(Records from a dataset)
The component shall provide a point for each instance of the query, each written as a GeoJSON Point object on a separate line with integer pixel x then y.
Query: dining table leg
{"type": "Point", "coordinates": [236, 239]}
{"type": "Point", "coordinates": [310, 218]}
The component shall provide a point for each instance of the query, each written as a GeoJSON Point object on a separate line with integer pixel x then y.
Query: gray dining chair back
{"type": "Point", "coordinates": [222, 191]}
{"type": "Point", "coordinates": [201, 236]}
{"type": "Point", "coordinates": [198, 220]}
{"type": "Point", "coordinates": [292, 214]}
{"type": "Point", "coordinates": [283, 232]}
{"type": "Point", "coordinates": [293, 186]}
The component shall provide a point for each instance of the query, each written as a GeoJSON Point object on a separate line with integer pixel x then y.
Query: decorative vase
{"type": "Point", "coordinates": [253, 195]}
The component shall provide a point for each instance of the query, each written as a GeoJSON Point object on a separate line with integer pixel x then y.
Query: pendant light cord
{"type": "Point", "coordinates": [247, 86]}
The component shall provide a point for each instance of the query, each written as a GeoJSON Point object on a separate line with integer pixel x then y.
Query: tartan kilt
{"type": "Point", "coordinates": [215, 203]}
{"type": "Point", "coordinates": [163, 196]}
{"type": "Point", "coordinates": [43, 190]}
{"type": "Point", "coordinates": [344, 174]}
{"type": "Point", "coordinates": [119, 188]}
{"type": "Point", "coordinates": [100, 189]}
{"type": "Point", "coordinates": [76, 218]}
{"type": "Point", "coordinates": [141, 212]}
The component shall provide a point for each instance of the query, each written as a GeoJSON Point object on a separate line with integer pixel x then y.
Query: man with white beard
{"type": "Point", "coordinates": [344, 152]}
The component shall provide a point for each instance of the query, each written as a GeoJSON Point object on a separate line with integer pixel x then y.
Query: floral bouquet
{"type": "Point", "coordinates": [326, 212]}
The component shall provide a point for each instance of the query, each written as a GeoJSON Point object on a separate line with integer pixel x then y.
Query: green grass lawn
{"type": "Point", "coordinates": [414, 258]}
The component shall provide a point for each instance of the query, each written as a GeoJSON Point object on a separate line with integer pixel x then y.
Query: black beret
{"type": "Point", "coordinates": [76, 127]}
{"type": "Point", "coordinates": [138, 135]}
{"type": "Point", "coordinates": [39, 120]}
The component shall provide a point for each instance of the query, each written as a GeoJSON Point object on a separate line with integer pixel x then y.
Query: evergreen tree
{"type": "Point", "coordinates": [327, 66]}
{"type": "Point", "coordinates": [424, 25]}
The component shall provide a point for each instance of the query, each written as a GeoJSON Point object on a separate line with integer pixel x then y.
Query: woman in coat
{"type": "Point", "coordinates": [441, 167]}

- WHAT IS EXPECTED -
Can you reproduce all the material exactly?

- RESULT FOR THIS EXERCISE -
The component shall provide a point for each instance of the query, each written as a GeoJSON Point object on a separate line with integer pixel x then y.
Query: dining table leg
{"type": "Point", "coordinates": [236, 239]}
{"type": "Point", "coordinates": [310, 218]}
The component shall provide a point for each instance of the query, each written as a GeoJSON Point object on a separate line with integer pixel x then y.
Query: gray dining chair back
{"type": "Point", "coordinates": [222, 191]}
{"type": "Point", "coordinates": [201, 236]}
{"type": "Point", "coordinates": [198, 220]}
{"type": "Point", "coordinates": [292, 214]}
{"type": "Point", "coordinates": [283, 232]}
{"type": "Point", "coordinates": [293, 186]}
The component shall provide a point for each instance of the query, each written as a GeoJSON Point object on a separate line with integer pixel x then y.
Query: decorative vase
{"type": "Point", "coordinates": [253, 195]}
The component shall provide a point for each instance of the query, each written as a GeoJSON Point object on a separate line with integer pixel x then y.
Query: pendant light cord
{"type": "Point", "coordinates": [247, 86]}
The component shall provide a point for each instance of the query, each written as a GeoJSON Point object on a separate line with integer pixel x then y.
Query: tartan kilt
{"type": "Point", "coordinates": [215, 203]}
{"type": "Point", "coordinates": [163, 196]}
{"type": "Point", "coordinates": [43, 190]}
{"type": "Point", "coordinates": [344, 174]}
{"type": "Point", "coordinates": [119, 188]}
{"type": "Point", "coordinates": [100, 189]}
{"type": "Point", "coordinates": [76, 218]}
{"type": "Point", "coordinates": [141, 212]}
The component shall provide a point for each instance of the query, each written as a GeoJSON Point object on a separate line with integer pixel x then y.
Query: man with white beard
{"type": "Point", "coordinates": [344, 152]}
The component shall provide a point for each instance of the query, each written as a GeoJSON Point object on a separate line with integer pixel x then y.
Query: floral bouquet
{"type": "Point", "coordinates": [326, 212]}
The component shall provide a point for each instance of the query, each written as a GeoJSON Point object on a separate line with integer pixel x then y.
Query: green grass lawn
{"type": "Point", "coordinates": [414, 258]}
The component shall provide a point for each instance of the query, each written as a GeoJSON Point object on a separate line with integer pixel x then y.
Query: black beret
{"type": "Point", "coordinates": [76, 127]}
{"type": "Point", "coordinates": [138, 135]}
{"type": "Point", "coordinates": [39, 120]}
The component shall provide a point for each instance of the query, each written as a GeoJSON Point object on a separate line with integer pixel x then y.
Query: evergreen tree
{"type": "Point", "coordinates": [327, 66]}
{"type": "Point", "coordinates": [424, 25]}
The component shall provide a point for each instance of the query, each written as a GeoJSON Point object on a separate line with integer pixel x then y.
Query: woman in coat
{"type": "Point", "coordinates": [441, 167]}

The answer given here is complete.